--- Start EXTRACTED MATERIAL ---

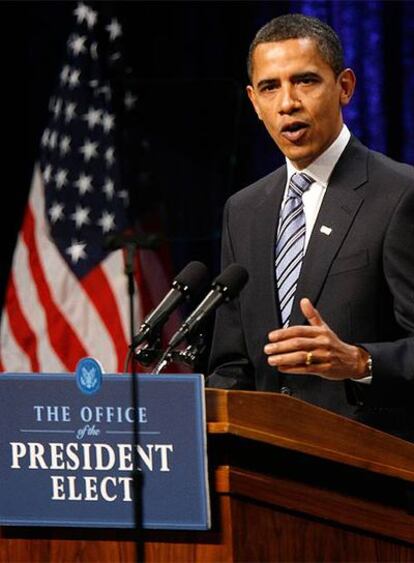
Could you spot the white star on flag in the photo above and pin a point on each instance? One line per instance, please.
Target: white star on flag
(56, 212)
(67, 296)
(81, 12)
(108, 122)
(70, 111)
(76, 251)
(109, 156)
(93, 117)
(89, 150)
(74, 78)
(108, 189)
(84, 183)
(107, 222)
(78, 44)
(114, 29)
(81, 216)
(65, 145)
(61, 178)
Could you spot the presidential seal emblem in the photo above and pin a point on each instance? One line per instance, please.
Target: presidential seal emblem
(89, 375)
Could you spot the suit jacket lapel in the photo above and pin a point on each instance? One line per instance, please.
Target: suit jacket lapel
(264, 226)
(338, 211)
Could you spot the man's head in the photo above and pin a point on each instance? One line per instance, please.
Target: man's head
(296, 26)
(299, 85)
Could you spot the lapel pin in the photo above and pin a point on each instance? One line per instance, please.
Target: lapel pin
(326, 230)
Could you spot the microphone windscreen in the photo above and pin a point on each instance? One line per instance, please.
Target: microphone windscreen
(232, 280)
(192, 278)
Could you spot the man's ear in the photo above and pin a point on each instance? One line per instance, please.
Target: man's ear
(252, 97)
(347, 82)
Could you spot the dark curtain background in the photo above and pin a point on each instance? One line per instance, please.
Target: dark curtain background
(194, 139)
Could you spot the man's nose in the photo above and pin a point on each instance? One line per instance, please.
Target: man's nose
(289, 100)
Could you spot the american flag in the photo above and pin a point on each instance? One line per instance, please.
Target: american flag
(67, 295)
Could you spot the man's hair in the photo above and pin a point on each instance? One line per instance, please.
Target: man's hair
(297, 26)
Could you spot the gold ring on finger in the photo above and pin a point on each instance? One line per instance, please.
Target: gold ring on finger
(309, 359)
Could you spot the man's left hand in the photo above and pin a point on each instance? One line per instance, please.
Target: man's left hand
(315, 349)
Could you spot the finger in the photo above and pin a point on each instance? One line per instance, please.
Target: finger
(311, 314)
(291, 345)
(315, 369)
(291, 359)
(297, 331)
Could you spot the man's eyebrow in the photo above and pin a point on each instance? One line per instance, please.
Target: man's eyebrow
(268, 82)
(305, 74)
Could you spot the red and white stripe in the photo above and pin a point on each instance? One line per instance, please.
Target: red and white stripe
(51, 319)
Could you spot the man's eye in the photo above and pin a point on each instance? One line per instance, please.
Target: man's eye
(307, 80)
(268, 87)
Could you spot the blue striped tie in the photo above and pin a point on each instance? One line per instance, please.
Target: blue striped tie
(290, 244)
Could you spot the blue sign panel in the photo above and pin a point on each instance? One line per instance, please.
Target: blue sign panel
(75, 450)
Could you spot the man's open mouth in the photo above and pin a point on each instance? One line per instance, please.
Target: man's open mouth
(294, 131)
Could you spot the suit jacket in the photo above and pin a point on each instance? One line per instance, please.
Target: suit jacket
(360, 277)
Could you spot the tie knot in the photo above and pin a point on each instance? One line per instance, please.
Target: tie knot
(299, 183)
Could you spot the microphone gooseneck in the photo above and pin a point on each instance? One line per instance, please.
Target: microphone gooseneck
(224, 288)
(186, 284)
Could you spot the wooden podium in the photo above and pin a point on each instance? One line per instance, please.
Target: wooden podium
(289, 482)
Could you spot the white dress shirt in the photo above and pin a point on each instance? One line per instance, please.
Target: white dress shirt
(321, 170)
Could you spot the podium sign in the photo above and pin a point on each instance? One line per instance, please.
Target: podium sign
(69, 451)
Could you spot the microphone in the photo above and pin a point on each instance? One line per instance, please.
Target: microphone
(224, 288)
(184, 285)
(151, 241)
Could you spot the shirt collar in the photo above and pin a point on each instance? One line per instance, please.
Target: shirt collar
(321, 168)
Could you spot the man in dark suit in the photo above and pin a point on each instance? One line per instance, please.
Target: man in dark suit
(329, 317)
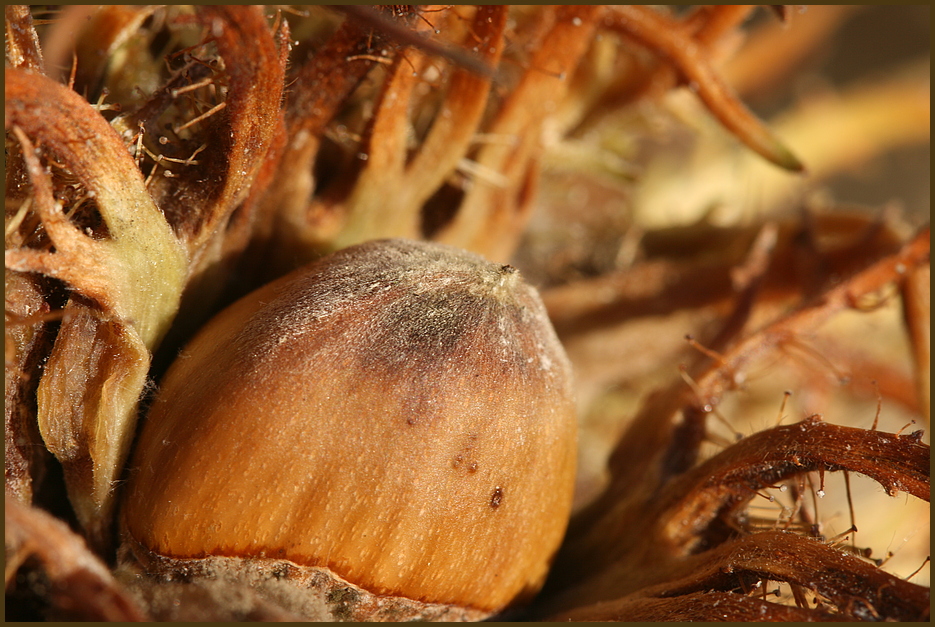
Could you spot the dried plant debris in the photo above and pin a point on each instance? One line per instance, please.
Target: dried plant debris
(164, 160)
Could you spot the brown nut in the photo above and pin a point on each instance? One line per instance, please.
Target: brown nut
(399, 413)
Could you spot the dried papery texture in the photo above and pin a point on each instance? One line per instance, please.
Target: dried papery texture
(850, 588)
(233, 151)
(399, 413)
(22, 43)
(392, 180)
(26, 341)
(501, 204)
(673, 507)
(394, 185)
(687, 284)
(42, 551)
(128, 282)
(668, 38)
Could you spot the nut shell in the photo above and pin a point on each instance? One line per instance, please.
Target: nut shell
(399, 412)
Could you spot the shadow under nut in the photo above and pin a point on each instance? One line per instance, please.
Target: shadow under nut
(399, 412)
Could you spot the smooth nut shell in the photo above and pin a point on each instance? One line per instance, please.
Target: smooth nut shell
(398, 412)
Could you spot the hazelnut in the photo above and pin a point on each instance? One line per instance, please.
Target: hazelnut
(398, 414)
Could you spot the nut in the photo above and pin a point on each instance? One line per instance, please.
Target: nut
(399, 413)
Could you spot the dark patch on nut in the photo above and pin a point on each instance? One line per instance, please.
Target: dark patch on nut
(496, 498)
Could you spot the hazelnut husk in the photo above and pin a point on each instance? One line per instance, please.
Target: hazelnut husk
(397, 416)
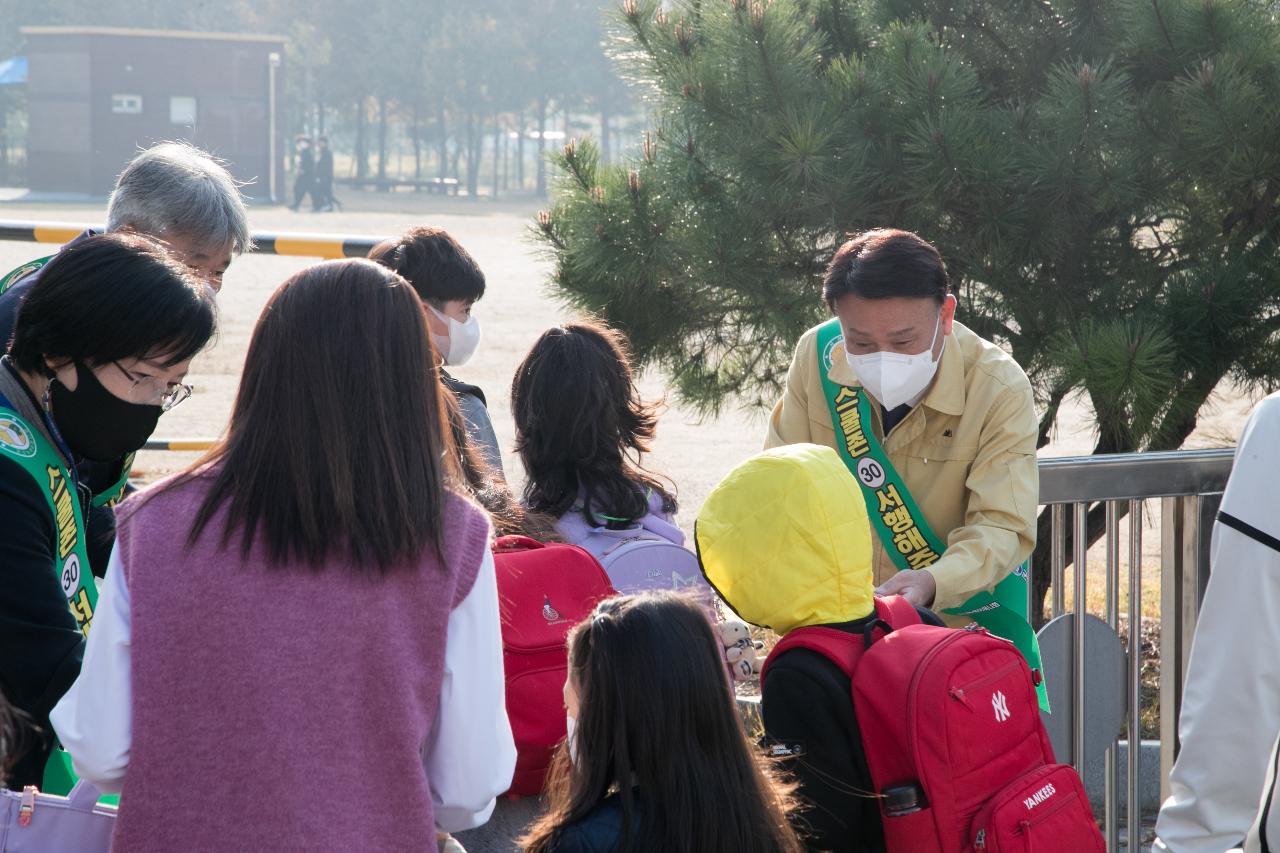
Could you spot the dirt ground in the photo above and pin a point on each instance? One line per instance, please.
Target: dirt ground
(516, 309)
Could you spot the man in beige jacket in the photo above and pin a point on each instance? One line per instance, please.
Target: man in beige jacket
(954, 413)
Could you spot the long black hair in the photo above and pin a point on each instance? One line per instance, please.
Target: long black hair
(109, 297)
(658, 728)
(339, 442)
(581, 427)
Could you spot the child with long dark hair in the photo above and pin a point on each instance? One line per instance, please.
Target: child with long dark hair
(310, 609)
(581, 429)
(656, 756)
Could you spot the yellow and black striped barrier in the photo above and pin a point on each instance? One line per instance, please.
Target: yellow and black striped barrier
(190, 445)
(265, 242)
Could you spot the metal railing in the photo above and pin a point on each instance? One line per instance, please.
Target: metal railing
(265, 242)
(1188, 486)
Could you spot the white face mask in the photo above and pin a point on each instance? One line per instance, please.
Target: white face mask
(570, 739)
(461, 342)
(895, 379)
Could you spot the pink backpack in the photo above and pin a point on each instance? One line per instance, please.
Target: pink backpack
(647, 556)
(954, 740)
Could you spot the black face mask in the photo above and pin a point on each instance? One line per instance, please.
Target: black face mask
(95, 423)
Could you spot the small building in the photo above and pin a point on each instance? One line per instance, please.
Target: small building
(96, 95)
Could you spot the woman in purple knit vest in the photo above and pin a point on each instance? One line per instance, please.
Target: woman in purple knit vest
(297, 646)
(581, 430)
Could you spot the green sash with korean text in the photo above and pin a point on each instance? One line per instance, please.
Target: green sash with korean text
(16, 276)
(108, 497)
(26, 446)
(899, 521)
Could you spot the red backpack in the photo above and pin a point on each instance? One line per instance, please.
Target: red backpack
(954, 739)
(543, 592)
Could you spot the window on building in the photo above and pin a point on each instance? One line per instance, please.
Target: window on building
(127, 104)
(182, 110)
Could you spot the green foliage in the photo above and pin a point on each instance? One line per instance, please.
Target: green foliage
(1101, 176)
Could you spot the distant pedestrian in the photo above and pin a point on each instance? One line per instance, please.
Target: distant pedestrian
(305, 181)
(321, 196)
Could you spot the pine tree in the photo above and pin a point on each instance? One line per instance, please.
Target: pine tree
(1101, 177)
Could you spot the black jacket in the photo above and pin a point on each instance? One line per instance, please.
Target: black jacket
(597, 833)
(99, 477)
(41, 644)
(808, 711)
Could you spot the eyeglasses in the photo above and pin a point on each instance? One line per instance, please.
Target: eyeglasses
(152, 391)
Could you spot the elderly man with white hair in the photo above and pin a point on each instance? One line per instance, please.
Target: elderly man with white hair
(174, 192)
(182, 196)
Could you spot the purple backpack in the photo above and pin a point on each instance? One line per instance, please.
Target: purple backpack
(35, 822)
(645, 556)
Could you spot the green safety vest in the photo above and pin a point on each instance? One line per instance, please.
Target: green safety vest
(24, 445)
(115, 492)
(899, 521)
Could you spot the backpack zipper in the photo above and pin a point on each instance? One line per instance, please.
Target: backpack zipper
(995, 675)
(913, 740)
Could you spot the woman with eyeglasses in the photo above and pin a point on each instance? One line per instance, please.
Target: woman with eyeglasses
(298, 646)
(99, 352)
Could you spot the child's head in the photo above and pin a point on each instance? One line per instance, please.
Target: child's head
(581, 425)
(785, 539)
(654, 720)
(447, 279)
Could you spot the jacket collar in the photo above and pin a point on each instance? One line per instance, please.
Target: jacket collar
(945, 393)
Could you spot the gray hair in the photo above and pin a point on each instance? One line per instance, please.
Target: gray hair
(174, 187)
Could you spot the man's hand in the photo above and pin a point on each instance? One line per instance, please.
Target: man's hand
(917, 585)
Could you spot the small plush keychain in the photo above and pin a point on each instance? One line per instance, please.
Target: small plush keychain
(739, 649)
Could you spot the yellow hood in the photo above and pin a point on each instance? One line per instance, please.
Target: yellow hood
(785, 539)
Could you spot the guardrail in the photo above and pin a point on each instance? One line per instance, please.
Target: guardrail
(1189, 488)
(265, 242)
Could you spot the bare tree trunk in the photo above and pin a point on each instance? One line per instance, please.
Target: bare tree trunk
(361, 140)
(382, 137)
(542, 149)
(504, 140)
(443, 144)
(417, 140)
(497, 151)
(520, 151)
(606, 144)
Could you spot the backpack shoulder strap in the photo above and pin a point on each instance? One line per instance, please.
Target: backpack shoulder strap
(896, 611)
(841, 648)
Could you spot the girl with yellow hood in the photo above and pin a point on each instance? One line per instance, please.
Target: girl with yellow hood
(786, 542)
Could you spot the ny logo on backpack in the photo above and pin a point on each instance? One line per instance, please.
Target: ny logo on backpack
(955, 747)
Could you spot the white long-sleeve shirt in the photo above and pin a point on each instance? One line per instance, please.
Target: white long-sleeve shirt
(469, 758)
(1230, 712)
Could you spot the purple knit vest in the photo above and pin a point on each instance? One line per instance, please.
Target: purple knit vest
(279, 708)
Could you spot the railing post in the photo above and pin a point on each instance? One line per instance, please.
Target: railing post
(1080, 607)
(1057, 557)
(1134, 806)
(1110, 772)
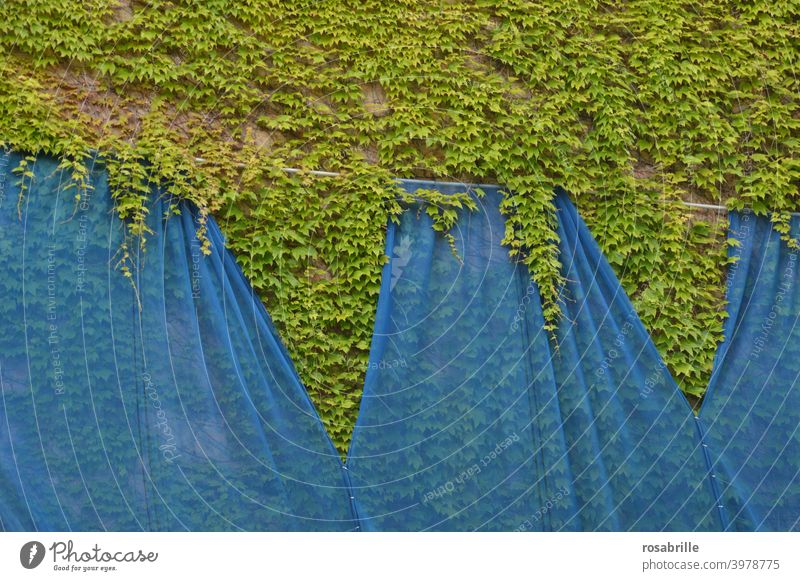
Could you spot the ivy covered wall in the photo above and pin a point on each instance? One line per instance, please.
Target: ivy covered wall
(629, 105)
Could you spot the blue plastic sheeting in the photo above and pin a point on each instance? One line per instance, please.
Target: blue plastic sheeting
(472, 419)
(167, 404)
(752, 409)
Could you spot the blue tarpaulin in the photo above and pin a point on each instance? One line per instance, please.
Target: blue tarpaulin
(166, 401)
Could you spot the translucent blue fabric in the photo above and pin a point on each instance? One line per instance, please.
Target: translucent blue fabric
(473, 418)
(752, 408)
(166, 401)
(166, 404)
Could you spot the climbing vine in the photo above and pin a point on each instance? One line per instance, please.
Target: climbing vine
(630, 106)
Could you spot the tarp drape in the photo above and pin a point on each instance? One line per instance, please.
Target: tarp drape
(474, 418)
(167, 402)
(752, 408)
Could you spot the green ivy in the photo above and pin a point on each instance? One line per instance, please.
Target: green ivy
(630, 105)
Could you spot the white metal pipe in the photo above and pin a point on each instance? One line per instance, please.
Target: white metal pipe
(330, 174)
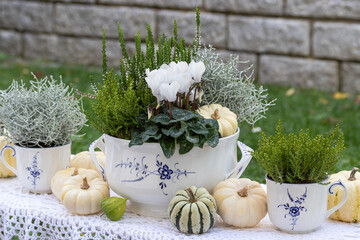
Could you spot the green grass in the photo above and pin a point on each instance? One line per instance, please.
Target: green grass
(312, 109)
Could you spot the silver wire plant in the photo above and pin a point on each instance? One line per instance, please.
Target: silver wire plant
(46, 114)
(228, 86)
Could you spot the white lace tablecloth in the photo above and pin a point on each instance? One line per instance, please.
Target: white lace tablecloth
(42, 216)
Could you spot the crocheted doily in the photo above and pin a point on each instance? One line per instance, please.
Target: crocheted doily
(42, 216)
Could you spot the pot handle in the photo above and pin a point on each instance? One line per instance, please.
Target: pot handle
(4, 160)
(99, 143)
(332, 210)
(242, 164)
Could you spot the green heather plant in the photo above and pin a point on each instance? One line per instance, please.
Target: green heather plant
(46, 114)
(123, 96)
(291, 158)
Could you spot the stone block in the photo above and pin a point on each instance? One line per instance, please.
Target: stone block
(301, 72)
(89, 20)
(10, 42)
(350, 74)
(336, 40)
(213, 26)
(247, 60)
(273, 7)
(270, 35)
(183, 4)
(30, 16)
(347, 9)
(41, 46)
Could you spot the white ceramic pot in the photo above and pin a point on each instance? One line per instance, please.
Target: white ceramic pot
(145, 176)
(300, 208)
(36, 166)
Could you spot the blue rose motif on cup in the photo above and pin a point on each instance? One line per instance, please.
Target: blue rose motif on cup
(294, 211)
(295, 207)
(164, 171)
(34, 171)
(140, 170)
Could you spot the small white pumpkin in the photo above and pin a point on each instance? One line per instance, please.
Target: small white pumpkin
(227, 120)
(241, 202)
(84, 197)
(83, 160)
(8, 154)
(192, 210)
(57, 182)
(350, 211)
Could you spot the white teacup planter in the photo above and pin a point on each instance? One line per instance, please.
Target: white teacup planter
(300, 208)
(36, 166)
(145, 176)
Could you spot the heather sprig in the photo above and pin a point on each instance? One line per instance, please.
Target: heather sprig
(122, 96)
(291, 158)
(46, 114)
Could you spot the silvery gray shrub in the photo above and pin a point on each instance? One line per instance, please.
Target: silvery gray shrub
(228, 86)
(46, 114)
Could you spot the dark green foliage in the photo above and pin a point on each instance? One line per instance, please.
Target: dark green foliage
(186, 128)
(121, 97)
(299, 158)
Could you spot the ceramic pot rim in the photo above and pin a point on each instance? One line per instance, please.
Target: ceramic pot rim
(296, 184)
(65, 145)
(125, 140)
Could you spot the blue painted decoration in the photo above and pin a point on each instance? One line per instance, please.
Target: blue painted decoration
(141, 170)
(294, 207)
(34, 171)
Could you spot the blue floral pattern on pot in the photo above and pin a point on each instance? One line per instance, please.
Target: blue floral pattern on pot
(294, 207)
(34, 171)
(141, 170)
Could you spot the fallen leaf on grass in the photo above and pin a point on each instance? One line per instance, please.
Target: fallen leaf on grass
(324, 101)
(341, 95)
(256, 129)
(331, 120)
(290, 92)
(25, 71)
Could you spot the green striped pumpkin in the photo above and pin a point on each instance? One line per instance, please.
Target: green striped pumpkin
(192, 210)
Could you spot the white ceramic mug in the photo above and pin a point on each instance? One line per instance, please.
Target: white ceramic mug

--- End EXTRACTED MATERIAL ---

WHAT IS NEEDED:
Find the line containing "Could you spot the dark green", then output it and every line after it to the end of the data, exactly.

TASK OUTPUT:
Could you spot the dark green foliage in the photo above and pin a point on each instance? One line per instance, please.
Target: dark green foliage
(186, 128)
(121, 97)
(299, 158)
Could you spot the ceramic pot rim in the photo above and pin a point on each instance? One line per instance, please.
Target: ceramic pot rim
(296, 184)
(65, 145)
(125, 140)
Could you spot the blue painted decoration in the photo above and pin a point on each instance? One line per instance, please.
Target: blue painted decoration
(141, 170)
(294, 207)
(34, 171)
Could you spot the blue floral pattern on pot in the photo above and pin a point on each instance? One line per instance, please.
Target: blue floral pattern on pot
(294, 207)
(34, 171)
(141, 170)
Could you spot the fallen leaf on grass in the photo above and pin a point on each instance? One line per instance, please.
Target: fallen leaf on grass
(324, 101)
(341, 95)
(256, 129)
(331, 120)
(290, 92)
(25, 71)
Could you spot the green striped pumpkin in the photo above and pin a point on each instance? One line per instance, please.
Target: green striped pumpkin
(192, 210)
Could you spot the white ceramic mug in the photo above and pin a point on each instance? One line per instance, please.
Target: white ceramic mug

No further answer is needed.